Text excerpt:
◇ ◇ ◇ ◇ ◇
United States v. Nourse
2013 U.S. App. LEXIS 14343
| 2d Cir. | 2013Background
- Nourse appealed a 60-month sentence for conspiracy to distribute and possess with intent to distribute over 100 kg of marijuana.
- He challenged the district court’s handling of his criminal-history calculation.
- The waiver of appellate rights was included in his plea agreement, promising not to appeal or collaterally attack a 60-month-or-less sentence while preserving the right to appeal the reasonableness of any longer sentence.
- The district court acknowledged the waiver but its terms were not stated perfectly, and the objection was not preserved.
- The PSR counted three Massachusetts continuances-without-a-finding as criminal-history points; Nourse argued these should not affect his criminal history.
◇ ◇ ◇ ◇ ◇
Dataset records
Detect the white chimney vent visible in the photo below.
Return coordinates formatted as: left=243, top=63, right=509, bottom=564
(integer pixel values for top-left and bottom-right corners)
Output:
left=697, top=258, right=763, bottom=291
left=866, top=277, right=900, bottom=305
◇ ◇ ◇ ◇ ◇
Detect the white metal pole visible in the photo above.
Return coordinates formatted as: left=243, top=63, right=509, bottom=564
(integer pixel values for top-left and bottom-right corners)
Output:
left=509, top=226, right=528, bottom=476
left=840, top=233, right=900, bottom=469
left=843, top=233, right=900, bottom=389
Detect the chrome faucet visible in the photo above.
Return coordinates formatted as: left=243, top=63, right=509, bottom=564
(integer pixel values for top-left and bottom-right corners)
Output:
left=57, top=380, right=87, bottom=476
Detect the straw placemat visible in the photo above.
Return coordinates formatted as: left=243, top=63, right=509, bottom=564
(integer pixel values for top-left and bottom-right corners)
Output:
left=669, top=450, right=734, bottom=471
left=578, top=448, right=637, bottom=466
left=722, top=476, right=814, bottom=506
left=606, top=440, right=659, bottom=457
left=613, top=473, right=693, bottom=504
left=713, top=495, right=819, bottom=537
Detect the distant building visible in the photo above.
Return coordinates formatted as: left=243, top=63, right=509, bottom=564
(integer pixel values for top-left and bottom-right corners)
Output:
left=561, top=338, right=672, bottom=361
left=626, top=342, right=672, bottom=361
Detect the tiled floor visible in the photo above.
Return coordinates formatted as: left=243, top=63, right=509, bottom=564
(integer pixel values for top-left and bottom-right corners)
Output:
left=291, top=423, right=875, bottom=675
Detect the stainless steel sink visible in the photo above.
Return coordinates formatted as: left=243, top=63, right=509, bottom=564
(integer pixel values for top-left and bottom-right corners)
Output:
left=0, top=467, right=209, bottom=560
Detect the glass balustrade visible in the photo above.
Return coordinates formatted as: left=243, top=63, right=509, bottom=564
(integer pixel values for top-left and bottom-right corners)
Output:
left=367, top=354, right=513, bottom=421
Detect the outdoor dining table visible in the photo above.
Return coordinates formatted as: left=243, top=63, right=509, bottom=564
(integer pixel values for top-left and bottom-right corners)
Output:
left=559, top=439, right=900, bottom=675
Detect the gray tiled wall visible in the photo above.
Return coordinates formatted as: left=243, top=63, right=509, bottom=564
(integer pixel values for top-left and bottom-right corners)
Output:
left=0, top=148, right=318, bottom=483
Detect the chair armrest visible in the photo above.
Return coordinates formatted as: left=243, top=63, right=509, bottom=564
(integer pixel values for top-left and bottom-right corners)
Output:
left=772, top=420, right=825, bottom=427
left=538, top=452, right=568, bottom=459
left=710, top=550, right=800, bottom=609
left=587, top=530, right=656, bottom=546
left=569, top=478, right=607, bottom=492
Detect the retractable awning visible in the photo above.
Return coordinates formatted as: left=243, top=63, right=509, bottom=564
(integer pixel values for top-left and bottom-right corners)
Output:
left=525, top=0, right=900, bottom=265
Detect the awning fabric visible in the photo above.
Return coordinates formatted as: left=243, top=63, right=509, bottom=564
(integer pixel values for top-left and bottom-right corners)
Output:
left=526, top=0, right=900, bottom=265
◇ ◇ ◇ ◇ ◇
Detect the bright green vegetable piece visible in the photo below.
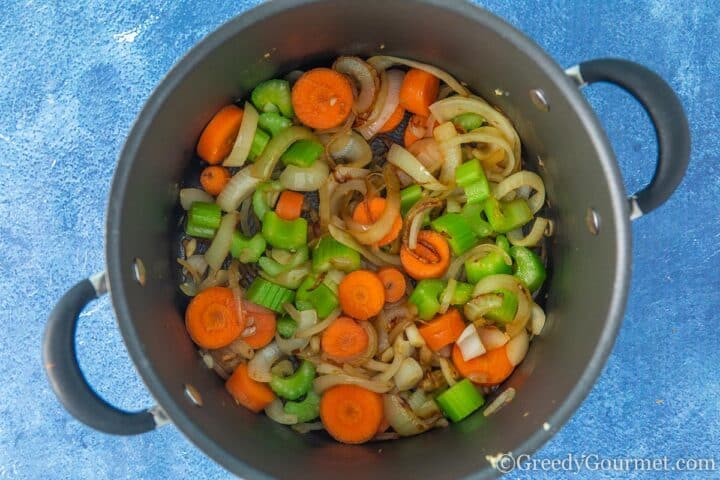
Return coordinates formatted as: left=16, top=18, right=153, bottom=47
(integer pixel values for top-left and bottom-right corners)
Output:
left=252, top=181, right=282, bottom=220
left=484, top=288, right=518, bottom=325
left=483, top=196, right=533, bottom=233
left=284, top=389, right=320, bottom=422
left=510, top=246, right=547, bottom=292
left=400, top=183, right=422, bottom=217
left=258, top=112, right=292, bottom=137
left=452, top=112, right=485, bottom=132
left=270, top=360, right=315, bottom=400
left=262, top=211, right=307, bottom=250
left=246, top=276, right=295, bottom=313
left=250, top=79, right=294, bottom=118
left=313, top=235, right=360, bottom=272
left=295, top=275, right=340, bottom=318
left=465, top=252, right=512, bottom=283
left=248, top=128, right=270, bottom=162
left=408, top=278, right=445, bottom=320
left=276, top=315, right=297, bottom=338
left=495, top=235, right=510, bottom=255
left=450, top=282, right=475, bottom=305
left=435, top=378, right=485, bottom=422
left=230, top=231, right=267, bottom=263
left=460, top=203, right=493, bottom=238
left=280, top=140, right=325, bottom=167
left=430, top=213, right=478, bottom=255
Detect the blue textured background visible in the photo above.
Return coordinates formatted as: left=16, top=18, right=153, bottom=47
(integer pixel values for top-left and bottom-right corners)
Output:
◇ ◇ ◇ ◇ ◇
Job 1:
Reproduce the passage of the Nourse case summary starting at "- He challenged" and ending at "any longer sentence.".
Job 2:
Using the Nourse case summary, answer each question briefly.
(a) How long was the sentence Nourse appealed?
(b) What quantity of marijuana did the conspiracy involve?
(c) How many Massachusetts continuances-without-a-finding did the PSR count as criminal-history points?
The records have no connection to the case summary above them.

Task output 1:
- He challenged the district court’s handling of his criminal-history calculation.
- The waiver of appellate rights was included in his plea agreement, promising not to appeal or collaterally attack a 60-month-or-less sentence while preserving the right to appeal the reasonableness of any longer sentence.

Task output 2:
(a) 60 months.
(b) Over 100 kg.
(c) Three.